═══ Exercise inputs ═══

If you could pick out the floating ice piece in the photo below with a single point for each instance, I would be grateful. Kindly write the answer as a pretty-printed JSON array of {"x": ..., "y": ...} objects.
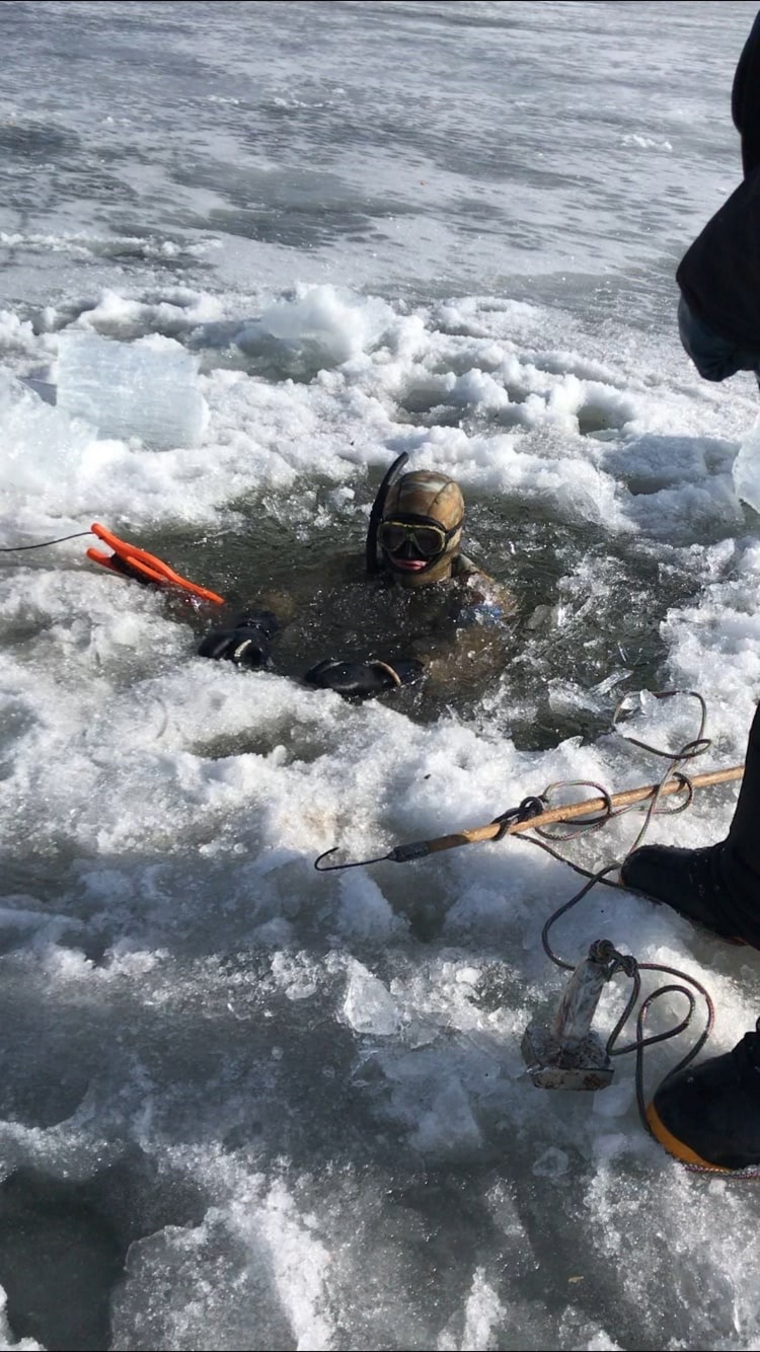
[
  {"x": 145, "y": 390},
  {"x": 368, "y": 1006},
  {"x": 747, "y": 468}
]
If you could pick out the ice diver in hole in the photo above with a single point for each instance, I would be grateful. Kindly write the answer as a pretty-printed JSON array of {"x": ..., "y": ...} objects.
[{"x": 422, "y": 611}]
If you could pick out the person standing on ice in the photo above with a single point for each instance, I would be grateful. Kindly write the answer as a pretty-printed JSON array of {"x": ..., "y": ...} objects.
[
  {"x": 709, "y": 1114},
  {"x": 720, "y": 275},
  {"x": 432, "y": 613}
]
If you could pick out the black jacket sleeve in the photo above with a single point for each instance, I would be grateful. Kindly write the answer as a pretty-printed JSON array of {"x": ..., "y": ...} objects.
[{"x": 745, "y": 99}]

═══

**What this task involves**
From the first line to the last, output the records exactly without pictures.

**Exercise output**
If you could pick out the floating ice piece in the photo below with a single point for each instance, I would be grateful. Kindly write the answer as a pretty-printed JSON array of {"x": ..., "y": ...} objects.
[
  {"x": 145, "y": 390},
  {"x": 368, "y": 1006},
  {"x": 747, "y": 468}
]
If you could pick out the ice diver in hole in the photo above with a single point for each instance, I would be grateful. Kindly write the answer as a pretty-printed JSON array of {"x": ..., "y": ...} objects.
[{"x": 422, "y": 611}]
If you could pick out the person standing on ice in the photo above with a single point for each instance, I would be grateful. Kindly write the answer as a pretty-printed JSON array of {"x": ..., "y": ...} objects.
[
  {"x": 709, "y": 1114},
  {"x": 720, "y": 275},
  {"x": 432, "y": 613}
]
If you could pick out the black jacket sleeve in the photo above with a single point for each instance, I would be grateful. Kindly write the answer as a pretty-printed JSON array of {"x": ..., "y": ...} objects.
[{"x": 745, "y": 99}]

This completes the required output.